[Records from a data collection]
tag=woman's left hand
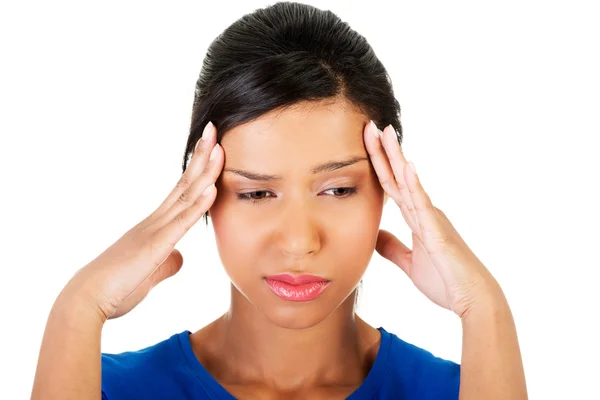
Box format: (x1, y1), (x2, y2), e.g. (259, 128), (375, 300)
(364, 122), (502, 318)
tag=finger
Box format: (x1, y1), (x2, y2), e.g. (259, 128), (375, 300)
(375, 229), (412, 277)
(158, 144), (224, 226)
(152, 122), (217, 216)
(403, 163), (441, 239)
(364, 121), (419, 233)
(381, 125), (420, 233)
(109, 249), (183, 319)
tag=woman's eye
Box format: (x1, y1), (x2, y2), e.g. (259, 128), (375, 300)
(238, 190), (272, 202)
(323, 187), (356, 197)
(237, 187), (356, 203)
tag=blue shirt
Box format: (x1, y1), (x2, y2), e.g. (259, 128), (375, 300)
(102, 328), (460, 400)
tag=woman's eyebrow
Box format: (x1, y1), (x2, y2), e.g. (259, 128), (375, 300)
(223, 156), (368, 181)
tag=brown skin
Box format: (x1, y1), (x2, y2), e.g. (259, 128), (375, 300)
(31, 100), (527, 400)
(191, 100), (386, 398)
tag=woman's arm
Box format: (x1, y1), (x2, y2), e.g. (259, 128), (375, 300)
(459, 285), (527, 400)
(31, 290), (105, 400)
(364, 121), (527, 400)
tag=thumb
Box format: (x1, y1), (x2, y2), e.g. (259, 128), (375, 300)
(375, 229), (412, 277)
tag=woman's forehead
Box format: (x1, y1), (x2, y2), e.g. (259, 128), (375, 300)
==
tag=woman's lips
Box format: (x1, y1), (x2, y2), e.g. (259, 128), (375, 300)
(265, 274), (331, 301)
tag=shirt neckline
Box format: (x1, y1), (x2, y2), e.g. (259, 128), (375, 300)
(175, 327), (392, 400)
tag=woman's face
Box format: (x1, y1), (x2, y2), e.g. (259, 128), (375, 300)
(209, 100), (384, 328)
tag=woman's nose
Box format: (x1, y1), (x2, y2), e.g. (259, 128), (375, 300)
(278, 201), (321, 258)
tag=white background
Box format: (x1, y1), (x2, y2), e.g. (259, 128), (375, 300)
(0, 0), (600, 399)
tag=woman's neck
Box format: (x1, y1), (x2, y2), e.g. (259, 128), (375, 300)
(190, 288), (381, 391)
* * *
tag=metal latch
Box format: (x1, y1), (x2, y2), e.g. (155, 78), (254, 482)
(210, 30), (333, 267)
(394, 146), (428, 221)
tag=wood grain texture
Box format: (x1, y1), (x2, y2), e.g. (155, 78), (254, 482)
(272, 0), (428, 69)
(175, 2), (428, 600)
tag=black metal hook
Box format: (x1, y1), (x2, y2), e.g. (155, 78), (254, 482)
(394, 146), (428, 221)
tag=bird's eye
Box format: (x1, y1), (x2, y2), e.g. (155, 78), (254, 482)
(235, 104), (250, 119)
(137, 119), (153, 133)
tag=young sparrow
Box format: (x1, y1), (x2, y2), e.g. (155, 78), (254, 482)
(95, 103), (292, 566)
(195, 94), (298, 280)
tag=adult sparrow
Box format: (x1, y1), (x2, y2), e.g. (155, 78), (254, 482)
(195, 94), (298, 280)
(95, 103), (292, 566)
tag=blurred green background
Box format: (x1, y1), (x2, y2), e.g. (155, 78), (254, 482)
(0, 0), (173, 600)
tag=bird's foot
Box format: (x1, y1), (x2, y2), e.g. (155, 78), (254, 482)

Stated goal. Copy the rows above verbatim, starting at the line containing "tag=woman's nose" and continuing through the line containing "(190, 288), (381, 391)".

Written response.
tag=woman's nose
Box format: (x1, y1), (x2, y2), e.g. (259, 128), (375, 300)
(278, 201), (321, 258)
tag=white background
Box format: (x1, y1), (x2, y2), e.g. (259, 128), (375, 300)
(0, 0), (600, 399)
tag=woman's neck
Box format: (x1, y1), (x2, y2), e.g. (259, 128), (375, 300)
(190, 288), (381, 391)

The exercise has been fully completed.